+++ Source data

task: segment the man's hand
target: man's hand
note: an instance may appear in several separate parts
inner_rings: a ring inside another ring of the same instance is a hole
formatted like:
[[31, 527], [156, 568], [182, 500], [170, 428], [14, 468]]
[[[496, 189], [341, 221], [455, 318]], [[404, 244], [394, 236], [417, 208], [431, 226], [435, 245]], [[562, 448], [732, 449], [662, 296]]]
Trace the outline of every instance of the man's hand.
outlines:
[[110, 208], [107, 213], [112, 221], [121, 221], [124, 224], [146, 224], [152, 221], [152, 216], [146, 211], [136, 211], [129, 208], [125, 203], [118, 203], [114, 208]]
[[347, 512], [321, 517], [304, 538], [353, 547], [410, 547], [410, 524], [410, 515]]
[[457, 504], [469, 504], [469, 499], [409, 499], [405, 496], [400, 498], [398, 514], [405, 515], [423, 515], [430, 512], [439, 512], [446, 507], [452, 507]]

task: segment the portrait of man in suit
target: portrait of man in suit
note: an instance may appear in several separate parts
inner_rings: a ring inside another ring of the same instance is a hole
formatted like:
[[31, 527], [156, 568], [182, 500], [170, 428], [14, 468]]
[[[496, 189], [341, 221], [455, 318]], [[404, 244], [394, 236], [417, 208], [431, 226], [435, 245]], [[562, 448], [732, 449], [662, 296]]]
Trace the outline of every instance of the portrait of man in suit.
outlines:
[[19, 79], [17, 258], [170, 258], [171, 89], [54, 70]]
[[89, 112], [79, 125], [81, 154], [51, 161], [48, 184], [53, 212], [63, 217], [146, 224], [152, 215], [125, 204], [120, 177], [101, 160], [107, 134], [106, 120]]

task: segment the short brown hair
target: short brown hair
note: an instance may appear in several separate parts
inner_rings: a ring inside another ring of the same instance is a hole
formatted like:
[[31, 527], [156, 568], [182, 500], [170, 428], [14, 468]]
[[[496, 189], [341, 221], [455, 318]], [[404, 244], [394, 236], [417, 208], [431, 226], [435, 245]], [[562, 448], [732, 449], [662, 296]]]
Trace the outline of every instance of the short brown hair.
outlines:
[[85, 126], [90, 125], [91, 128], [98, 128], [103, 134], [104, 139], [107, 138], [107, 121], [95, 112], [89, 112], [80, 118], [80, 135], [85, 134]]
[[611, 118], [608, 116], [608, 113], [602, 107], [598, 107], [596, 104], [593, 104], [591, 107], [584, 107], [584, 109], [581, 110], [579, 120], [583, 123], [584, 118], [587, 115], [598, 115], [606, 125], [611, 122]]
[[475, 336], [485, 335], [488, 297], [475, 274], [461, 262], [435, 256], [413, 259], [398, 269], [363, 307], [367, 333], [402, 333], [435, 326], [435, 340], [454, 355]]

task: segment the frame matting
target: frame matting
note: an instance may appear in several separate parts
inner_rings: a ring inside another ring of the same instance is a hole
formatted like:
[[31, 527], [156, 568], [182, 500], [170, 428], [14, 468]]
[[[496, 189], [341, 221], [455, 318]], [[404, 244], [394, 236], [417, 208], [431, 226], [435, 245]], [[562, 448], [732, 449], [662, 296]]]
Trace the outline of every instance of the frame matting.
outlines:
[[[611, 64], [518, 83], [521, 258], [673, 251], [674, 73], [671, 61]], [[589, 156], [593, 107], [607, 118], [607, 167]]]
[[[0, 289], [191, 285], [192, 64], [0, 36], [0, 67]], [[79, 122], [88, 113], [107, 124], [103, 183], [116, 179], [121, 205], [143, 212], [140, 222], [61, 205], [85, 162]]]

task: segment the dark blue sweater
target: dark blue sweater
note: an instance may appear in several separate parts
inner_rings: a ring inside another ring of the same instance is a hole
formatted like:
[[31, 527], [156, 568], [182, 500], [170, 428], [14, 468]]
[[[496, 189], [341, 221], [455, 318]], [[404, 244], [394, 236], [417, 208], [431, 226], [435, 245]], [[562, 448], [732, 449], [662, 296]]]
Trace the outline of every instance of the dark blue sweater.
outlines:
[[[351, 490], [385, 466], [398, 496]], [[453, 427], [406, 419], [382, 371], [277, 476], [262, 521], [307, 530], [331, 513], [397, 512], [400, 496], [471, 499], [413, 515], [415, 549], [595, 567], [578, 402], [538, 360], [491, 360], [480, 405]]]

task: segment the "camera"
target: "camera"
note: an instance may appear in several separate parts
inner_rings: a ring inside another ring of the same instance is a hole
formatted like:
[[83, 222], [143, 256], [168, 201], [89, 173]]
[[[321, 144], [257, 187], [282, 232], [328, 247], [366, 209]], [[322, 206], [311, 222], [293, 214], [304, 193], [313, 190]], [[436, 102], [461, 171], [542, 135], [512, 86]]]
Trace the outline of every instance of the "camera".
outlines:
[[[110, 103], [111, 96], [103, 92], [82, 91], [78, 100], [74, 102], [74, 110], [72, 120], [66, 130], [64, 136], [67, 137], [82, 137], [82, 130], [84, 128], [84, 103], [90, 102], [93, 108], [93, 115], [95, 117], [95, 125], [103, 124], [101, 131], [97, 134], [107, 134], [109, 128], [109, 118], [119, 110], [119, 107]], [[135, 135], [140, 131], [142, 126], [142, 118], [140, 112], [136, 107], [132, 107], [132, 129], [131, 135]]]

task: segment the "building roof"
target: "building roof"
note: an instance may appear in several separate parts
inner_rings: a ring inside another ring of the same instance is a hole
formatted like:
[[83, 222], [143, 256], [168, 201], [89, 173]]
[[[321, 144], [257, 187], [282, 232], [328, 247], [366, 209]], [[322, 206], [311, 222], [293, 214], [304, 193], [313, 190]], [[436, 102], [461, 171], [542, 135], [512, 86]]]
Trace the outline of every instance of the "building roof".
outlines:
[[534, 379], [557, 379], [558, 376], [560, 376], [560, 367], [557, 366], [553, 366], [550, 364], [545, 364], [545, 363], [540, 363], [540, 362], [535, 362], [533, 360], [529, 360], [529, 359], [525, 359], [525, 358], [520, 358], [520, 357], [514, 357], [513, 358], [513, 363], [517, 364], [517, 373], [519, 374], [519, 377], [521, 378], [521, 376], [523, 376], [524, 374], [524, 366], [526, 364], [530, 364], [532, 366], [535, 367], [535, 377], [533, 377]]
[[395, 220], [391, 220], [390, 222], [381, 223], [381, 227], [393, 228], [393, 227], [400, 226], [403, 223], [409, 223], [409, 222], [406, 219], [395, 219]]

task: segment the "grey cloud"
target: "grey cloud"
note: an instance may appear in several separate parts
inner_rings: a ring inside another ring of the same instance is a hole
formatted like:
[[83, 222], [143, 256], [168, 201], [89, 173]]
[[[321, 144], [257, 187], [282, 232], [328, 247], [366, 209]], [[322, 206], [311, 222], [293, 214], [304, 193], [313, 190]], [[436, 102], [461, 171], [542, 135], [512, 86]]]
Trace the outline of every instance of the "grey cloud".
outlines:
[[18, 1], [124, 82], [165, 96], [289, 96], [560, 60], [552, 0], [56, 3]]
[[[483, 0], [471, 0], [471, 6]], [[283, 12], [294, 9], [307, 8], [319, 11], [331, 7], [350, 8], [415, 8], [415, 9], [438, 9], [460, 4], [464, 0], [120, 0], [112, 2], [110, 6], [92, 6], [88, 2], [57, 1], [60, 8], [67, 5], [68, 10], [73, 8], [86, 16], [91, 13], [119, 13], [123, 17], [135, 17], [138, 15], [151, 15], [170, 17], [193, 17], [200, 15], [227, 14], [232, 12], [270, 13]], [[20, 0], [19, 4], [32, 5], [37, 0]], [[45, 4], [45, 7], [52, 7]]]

++++++

### About this exercise:
Every line above must be reproduced exactly as it stands.

### Answer for this exercise:
task: segment the man's hand
target: man's hand
note: an instance may appear in several separate parts
inner_rings: a ring inside another ring of the same instance is a hole
formatted like:
[[31, 527], [156, 568], [182, 500], [170, 428], [14, 468]]
[[[496, 189], [341, 221], [455, 318]], [[404, 244], [394, 236], [417, 208], [431, 226], [435, 245]], [[562, 448], [732, 449], [662, 296]]]
Trace the outline of every instance of the man's hand.
outlines:
[[110, 208], [107, 213], [112, 221], [121, 221], [124, 224], [146, 224], [152, 221], [152, 216], [146, 211], [136, 211], [129, 208], [125, 203], [118, 203], [114, 208]]
[[347, 512], [321, 517], [304, 538], [353, 547], [410, 547], [410, 524], [410, 515]]
[[457, 504], [469, 504], [469, 499], [409, 499], [405, 496], [400, 498], [398, 514], [405, 515], [423, 515], [430, 512], [439, 512], [446, 507], [452, 507]]

task: segment the portrait of man in suit
target: portrait of man in suit
note: an instance may appear in several separate parts
inner_rings: a ring inside another ring of the same instance is a hole
formatted like:
[[31, 527], [156, 568], [182, 500], [170, 428], [14, 468]]
[[[496, 189], [341, 221], [455, 318]], [[404, 244], [394, 236], [417, 208], [431, 226], [435, 245]], [[562, 448], [732, 449], [662, 296]]]
Trace the outline of every instance of the portrait of man in suit.
outlines:
[[19, 79], [17, 258], [170, 258], [171, 89], [54, 70]]
[[89, 112], [79, 125], [81, 154], [51, 161], [48, 184], [53, 212], [63, 217], [146, 224], [152, 215], [125, 204], [120, 177], [101, 160], [107, 134], [106, 120]]

task: segment the short brown hair
target: short brown hair
note: an instance may appear in several separate parts
inner_rings: a ring inside another ring of the same instance is a hole
formatted like:
[[31, 527], [156, 568], [182, 500], [170, 428], [14, 468]]
[[[496, 189], [341, 221], [455, 318]], [[404, 244], [394, 236], [417, 208], [431, 226], [435, 245]], [[562, 448], [732, 449], [662, 296]]]
Trace the outline of every instance of the short brown hair.
outlines:
[[85, 126], [90, 125], [91, 128], [98, 128], [103, 134], [104, 139], [107, 138], [107, 121], [95, 112], [89, 112], [80, 118], [80, 135], [85, 134]]
[[611, 118], [608, 116], [608, 113], [602, 107], [598, 107], [596, 104], [593, 104], [591, 107], [584, 107], [584, 109], [581, 110], [579, 120], [583, 123], [584, 118], [587, 115], [598, 115], [606, 125], [611, 122]]
[[475, 336], [485, 335], [488, 297], [475, 274], [461, 262], [435, 256], [413, 259], [398, 269], [363, 307], [367, 333], [402, 333], [435, 326], [435, 340], [454, 355]]

task: segment the frame matting
target: frame matting
note: an instance may appear in several separate parts
inner_rings: a ring inside another ring of the same instance is a hole
formatted like:
[[31, 527], [156, 568], [182, 500], [170, 428], [14, 468]]
[[[496, 189], [341, 221], [455, 318]], [[404, 244], [394, 236], [417, 208], [431, 226], [435, 245]], [[562, 448], [732, 449], [662, 296]]]
Trace the outline of every instance of the frame matting.
outlines:
[[[611, 64], [518, 83], [521, 258], [673, 251], [674, 73], [671, 61]], [[589, 156], [593, 107], [607, 118], [607, 167]]]
[[[0, 289], [191, 285], [192, 64], [0, 36], [0, 67]], [[79, 122], [88, 113], [107, 124], [103, 183], [116, 179], [121, 205], [143, 212], [140, 222], [61, 205], [85, 162]]]

task: segment the dark blue sweater
target: dark blue sweater
note: an instance may appear in several separate parts
inner_rings: a ring inside another ring of the same instance is a hole
formatted like:
[[31, 527], [156, 568], [182, 500], [170, 428], [14, 468]]
[[[496, 189], [341, 221], [455, 318]], [[404, 244], [394, 236], [417, 208], [431, 226], [435, 245]], [[562, 448], [732, 449], [662, 296]]]
Trace the outline of every instance of the dark blue sweater.
outlines:
[[[351, 490], [385, 466], [398, 496]], [[453, 427], [406, 419], [382, 371], [277, 476], [262, 521], [307, 530], [331, 513], [397, 512], [400, 496], [471, 499], [413, 515], [415, 549], [595, 567], [578, 402], [538, 360], [491, 360], [480, 405]]]

task: segment the "camera"
target: "camera"
note: an instance may appear in several separate parts
inner_rings: a ring inside another ring of the same instance is a hole
formatted like:
[[83, 222], [143, 256], [168, 201], [89, 173]]
[[[321, 144], [257, 187], [282, 232], [328, 247], [366, 209]], [[322, 206], [311, 222], [293, 214], [304, 193], [313, 190]], [[436, 102], [461, 171], [542, 135], [512, 86]]]
Trace the outline of every instance of the "camera".
outlines:
[[[110, 103], [111, 96], [103, 92], [82, 91], [78, 100], [74, 102], [74, 110], [72, 120], [66, 130], [64, 136], [67, 137], [82, 137], [82, 130], [84, 128], [84, 103], [90, 102], [93, 108], [93, 115], [95, 117], [95, 125], [103, 124], [101, 131], [97, 134], [107, 134], [109, 128], [109, 118], [119, 110], [119, 107]], [[135, 135], [140, 131], [142, 126], [142, 118], [140, 112], [136, 107], [132, 107], [132, 129], [131, 135]]]

task: segment the "building roof"
target: "building roof"
note: an instance may appear in several separate parts
inner_rings: a ring inside another ring of the same instance is a hole
formatted like:
[[83, 222], [143, 256], [168, 201], [89, 173]]
[[[321, 144], [257, 187], [282, 232], [328, 247], [366, 209]], [[322, 206], [311, 222], [293, 214], [304, 193], [313, 190]], [[436, 102], [461, 171], [542, 135], [512, 86]]]
Trace the outline of every instance of the "building roof".
outlines:
[[534, 379], [557, 379], [558, 376], [560, 376], [560, 367], [557, 366], [553, 366], [550, 364], [545, 364], [545, 363], [540, 363], [540, 362], [535, 362], [533, 360], [529, 360], [529, 359], [525, 359], [525, 358], [520, 358], [520, 357], [514, 357], [513, 358], [513, 363], [517, 364], [517, 373], [519, 374], [519, 377], [521, 378], [521, 376], [523, 376], [524, 374], [524, 366], [526, 364], [530, 364], [532, 366], [535, 367], [535, 377], [533, 377]]
[[395, 220], [391, 220], [390, 222], [381, 223], [381, 227], [393, 228], [393, 227], [400, 226], [403, 223], [409, 223], [409, 222], [406, 219], [395, 219]]

task: segment the "grey cloud"
target: "grey cloud"
note: an instance may appear in several separate parts
inner_rings: a ring inside another ring of the same instance is a hole
formatted like:
[[83, 222], [143, 256], [168, 201], [89, 173]]
[[[321, 144], [257, 187], [282, 232], [328, 247], [366, 209]], [[322, 206], [311, 222], [293, 214], [304, 193], [313, 190]], [[436, 102], [461, 171], [542, 135], [512, 86]]]
Trace the outline of every instance of the "grey cloud".
outlines:
[[18, 1], [124, 82], [165, 96], [289, 96], [560, 60], [552, 0], [56, 3]]
[[[483, 0], [471, 0], [471, 6]], [[283, 12], [294, 9], [307, 8], [319, 11], [331, 7], [350, 8], [415, 8], [415, 9], [438, 9], [460, 4], [464, 0], [120, 0], [112, 2], [110, 6], [92, 6], [88, 2], [57, 1], [60, 8], [67, 5], [68, 10], [73, 8], [86, 16], [91, 13], [119, 13], [123, 17], [135, 17], [138, 15], [151, 15], [170, 17], [193, 17], [200, 15], [227, 14], [232, 12], [270, 13]], [[20, 0], [19, 4], [32, 5], [37, 0]], [[45, 4], [45, 7], [52, 7]]]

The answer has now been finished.